--- WHAT IS BEING ASKED ---
Copy each line below that has "frond".

BEGIN SUPPLIED DATA

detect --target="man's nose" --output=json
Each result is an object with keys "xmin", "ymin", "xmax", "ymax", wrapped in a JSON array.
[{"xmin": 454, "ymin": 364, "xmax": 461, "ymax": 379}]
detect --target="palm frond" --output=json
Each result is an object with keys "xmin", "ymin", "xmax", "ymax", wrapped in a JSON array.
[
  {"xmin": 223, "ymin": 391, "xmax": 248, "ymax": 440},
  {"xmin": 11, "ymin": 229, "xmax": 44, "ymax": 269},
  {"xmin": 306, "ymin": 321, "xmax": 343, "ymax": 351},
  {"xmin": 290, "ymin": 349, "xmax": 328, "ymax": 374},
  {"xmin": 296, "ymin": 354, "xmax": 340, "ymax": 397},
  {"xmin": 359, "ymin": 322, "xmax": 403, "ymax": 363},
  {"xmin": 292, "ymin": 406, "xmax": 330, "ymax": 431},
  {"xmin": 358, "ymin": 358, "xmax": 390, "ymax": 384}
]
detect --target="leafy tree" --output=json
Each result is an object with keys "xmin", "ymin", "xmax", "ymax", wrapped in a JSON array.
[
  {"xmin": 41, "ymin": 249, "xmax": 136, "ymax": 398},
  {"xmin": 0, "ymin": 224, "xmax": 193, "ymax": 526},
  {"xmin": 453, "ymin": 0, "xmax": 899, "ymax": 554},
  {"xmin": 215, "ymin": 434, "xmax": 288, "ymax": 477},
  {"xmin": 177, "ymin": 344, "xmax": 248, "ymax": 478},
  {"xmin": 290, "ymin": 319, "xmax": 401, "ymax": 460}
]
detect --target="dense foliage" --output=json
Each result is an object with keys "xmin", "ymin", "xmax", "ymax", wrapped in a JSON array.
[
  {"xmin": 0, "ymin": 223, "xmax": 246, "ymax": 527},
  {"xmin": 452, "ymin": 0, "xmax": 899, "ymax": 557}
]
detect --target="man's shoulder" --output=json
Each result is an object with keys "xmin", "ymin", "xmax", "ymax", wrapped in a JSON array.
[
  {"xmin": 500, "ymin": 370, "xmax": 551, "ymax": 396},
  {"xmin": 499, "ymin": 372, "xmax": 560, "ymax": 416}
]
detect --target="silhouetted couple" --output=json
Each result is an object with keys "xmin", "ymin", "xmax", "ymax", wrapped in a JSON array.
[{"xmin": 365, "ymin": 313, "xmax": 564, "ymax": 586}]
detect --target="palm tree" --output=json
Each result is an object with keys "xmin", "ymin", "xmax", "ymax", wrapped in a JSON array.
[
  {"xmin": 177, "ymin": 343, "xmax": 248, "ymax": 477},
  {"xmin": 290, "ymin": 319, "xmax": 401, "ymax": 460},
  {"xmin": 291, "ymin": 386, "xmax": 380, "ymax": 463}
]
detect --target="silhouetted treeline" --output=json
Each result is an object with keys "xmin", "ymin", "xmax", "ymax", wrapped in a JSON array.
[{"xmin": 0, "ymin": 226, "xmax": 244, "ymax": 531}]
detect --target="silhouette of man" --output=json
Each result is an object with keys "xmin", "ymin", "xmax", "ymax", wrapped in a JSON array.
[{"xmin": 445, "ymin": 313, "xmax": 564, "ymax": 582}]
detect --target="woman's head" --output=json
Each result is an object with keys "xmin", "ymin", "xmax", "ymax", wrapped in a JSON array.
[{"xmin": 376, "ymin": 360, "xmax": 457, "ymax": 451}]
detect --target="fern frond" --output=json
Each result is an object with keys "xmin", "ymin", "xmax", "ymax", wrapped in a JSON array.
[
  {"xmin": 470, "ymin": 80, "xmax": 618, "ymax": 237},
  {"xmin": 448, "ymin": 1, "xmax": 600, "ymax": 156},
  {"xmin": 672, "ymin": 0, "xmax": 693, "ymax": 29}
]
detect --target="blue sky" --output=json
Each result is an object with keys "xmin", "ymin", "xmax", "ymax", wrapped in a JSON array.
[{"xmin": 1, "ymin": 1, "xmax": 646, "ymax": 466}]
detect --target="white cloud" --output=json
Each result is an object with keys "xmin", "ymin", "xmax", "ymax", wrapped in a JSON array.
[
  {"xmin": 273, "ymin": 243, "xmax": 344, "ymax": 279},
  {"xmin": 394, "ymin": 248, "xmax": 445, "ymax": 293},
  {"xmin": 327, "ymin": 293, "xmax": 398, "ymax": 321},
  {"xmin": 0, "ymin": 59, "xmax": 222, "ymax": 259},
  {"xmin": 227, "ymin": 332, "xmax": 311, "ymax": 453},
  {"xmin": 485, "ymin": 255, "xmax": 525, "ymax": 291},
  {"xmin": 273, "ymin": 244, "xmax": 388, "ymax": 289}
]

END SUPPLIED DATA

--- SOLUTION TO THIS EXERCISE ---
detect --target="palm frond" --output=json
detect --target="fern frond" --output=json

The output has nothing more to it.